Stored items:
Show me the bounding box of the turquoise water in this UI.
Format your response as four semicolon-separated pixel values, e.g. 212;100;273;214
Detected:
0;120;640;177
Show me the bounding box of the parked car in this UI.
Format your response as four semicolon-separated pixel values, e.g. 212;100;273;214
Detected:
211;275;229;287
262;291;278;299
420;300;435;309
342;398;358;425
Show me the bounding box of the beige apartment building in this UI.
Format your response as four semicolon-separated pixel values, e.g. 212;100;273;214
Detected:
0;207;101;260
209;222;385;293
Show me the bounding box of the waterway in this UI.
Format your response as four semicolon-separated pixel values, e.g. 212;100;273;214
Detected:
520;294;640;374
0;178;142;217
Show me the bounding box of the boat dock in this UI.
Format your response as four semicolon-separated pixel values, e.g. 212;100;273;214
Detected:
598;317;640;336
--
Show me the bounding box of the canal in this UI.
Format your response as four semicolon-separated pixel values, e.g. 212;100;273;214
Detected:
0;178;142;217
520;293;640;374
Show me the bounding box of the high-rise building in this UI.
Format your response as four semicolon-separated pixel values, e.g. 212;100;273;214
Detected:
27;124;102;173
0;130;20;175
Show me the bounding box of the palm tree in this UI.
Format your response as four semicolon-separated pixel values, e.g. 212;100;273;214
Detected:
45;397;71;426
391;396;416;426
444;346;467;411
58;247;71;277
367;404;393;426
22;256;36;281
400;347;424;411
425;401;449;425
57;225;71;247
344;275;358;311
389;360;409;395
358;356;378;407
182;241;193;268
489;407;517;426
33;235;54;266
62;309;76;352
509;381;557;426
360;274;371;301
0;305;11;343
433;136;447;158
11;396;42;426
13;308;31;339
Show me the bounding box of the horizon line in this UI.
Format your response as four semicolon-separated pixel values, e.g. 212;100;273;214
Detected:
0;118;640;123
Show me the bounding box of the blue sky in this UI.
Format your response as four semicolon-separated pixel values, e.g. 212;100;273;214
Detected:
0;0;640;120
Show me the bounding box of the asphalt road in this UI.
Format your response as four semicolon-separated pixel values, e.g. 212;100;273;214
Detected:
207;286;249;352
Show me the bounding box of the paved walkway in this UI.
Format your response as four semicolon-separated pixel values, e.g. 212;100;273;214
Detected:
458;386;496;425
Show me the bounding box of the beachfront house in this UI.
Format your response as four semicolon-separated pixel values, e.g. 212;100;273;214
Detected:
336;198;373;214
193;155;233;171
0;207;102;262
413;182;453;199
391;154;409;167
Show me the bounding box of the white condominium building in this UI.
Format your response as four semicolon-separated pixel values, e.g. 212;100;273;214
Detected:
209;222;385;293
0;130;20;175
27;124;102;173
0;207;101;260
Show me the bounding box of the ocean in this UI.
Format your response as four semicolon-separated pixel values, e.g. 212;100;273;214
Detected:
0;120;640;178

EXERCISE ▸
In the records, starting at the line containing "Show me the bounding box of the paved" and ending at the line containing "458;386;496;425", change "walkway" to "sidewalk". Return only those lines, with everything else left as is.

EXERCISE SOLUTION ▸
Show me the bounding box of the paved sidewalk in this UI.
Format your response as four semicolon-separated pixel values, e.g. 212;100;273;214
Detected:
458;386;496;425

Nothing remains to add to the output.